TRAVAIL DEMANDÉ
1. Relevez, dans l'article sur les gilets jaunes et l'extrême droite, tous les mots ou groupes de mots placés entre guillemets ou entre crochets.
2. Poursuivez l'article sur les gilets jaunes et l'extrême droite à partir de sa dernière phrase.

Non, les gilets jaunes n’ont pas fait grimper l’extrême droite

Nouvel article sur Blog YY

Non, les gilets jaunes n’ont pas fait grimper l’extrême droite

par Yannis Youlountas

[Désintox]

NON, LES GILETS JAUNES N’ONT PAS FAIT GRIMPER L’EXTRÊME-DROITE

Dans les médias du pouvoir comme sur Facebook, des manipulateurs et des fous furieux se montent simultanément le chou sur les gilets jaunes, les accusant pareillement de tous les maux au sujet de l’extrême-droite, alors que les élections européennes n’ont rien apporté de nouveau. Une tempête dans un verre d’eau, ou plutôt de citronnade.

Comme nous allons le voir en trois minutes, non seulement le mouvement contestataire hétéroclite des Gilets Jaunes n’a pas provoqué « un bond » du parti de Le Pen (appelé « effet gilets jaunes » dans la presse), mais c’est peut-être même le contraire, c’est-à-dire un coup de frein en réalité, au vu de la sociologie du mouvement à ses débuts fin 2018 et du contexte politique.

1) Concernant le résultat global : rien n’a changé.

ENREGISTREMENTS FOURNIS
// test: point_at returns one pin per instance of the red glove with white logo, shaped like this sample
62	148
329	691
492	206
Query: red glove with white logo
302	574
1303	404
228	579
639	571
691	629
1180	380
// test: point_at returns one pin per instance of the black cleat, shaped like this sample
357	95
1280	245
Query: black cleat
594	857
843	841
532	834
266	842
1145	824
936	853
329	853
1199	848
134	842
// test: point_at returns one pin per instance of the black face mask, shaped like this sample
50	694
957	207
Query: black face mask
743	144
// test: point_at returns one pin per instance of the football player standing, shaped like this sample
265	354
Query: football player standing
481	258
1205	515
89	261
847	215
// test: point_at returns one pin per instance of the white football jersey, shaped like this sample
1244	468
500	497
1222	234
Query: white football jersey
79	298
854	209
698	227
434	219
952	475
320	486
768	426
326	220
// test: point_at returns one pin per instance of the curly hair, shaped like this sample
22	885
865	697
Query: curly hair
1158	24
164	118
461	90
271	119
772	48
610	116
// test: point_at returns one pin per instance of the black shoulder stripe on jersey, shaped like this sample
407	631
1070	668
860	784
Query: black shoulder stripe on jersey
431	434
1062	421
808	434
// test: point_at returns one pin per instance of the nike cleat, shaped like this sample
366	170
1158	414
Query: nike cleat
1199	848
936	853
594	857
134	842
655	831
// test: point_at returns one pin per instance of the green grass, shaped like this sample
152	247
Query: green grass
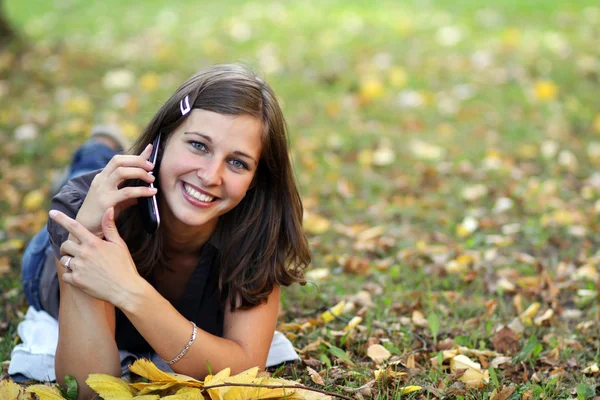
318	56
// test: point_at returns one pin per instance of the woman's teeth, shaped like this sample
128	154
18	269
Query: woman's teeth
197	195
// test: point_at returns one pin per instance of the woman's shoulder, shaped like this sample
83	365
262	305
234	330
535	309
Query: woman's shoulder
75	190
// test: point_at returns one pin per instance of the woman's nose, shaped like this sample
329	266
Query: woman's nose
211	173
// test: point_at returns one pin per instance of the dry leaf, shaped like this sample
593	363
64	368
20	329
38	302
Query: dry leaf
45	392
378	353
506	341
315	377
352	324
503	394
591	369
333	312
473	375
10	390
109	387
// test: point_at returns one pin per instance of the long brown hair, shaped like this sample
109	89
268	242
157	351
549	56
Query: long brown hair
261	241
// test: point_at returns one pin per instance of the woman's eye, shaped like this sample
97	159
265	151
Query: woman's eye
238	164
198	146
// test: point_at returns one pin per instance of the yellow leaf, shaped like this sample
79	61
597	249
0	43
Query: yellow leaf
149	387
317	274
33	200
473	376
591	369
409	389
186	393
547	316
333	312
315	224
378	353
380	373
10	390
530	312
545	90
371	88
44	392
148	370
244	393
398	77
109	387
315	377
597	123
352	324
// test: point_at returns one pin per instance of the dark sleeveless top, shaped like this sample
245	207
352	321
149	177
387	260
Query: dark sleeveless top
200	301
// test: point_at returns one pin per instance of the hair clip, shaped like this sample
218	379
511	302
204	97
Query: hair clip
184	105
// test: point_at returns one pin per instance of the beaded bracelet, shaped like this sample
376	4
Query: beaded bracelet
187	346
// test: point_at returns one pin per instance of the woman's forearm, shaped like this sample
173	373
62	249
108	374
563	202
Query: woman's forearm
86	341
167	331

RÉPONSES PAR CONSIGNE
1.
[Désintox]
« un bond »
« effet gilets jaunes »

2.
Comparé aux élections européennes précédentes en 2014, il n’y a aucun changement significatif : abstention presque aussi importante (dont j’étais*), pas de bond de l’ex FN, pas de baisse de l’ex Front de Gauche, les deux anciens partis au pouvoir dont l’image est usée depuis 40 ans sont progressivement remplacés par d’autres (EELV siphonne le PS et Macron la droite). Dans le détail, le FN devenu RN a même fait un point et demi de moins qu’en 2014 (pour moitié parti chez Philippot). La FI et le PCF séparés ont fait deux points de plus que le FDG en 2014. Bref, rien de vraiment nouveau.

2) Concernant le vote supposé des gilets jaunes : rien n’a changé non plus.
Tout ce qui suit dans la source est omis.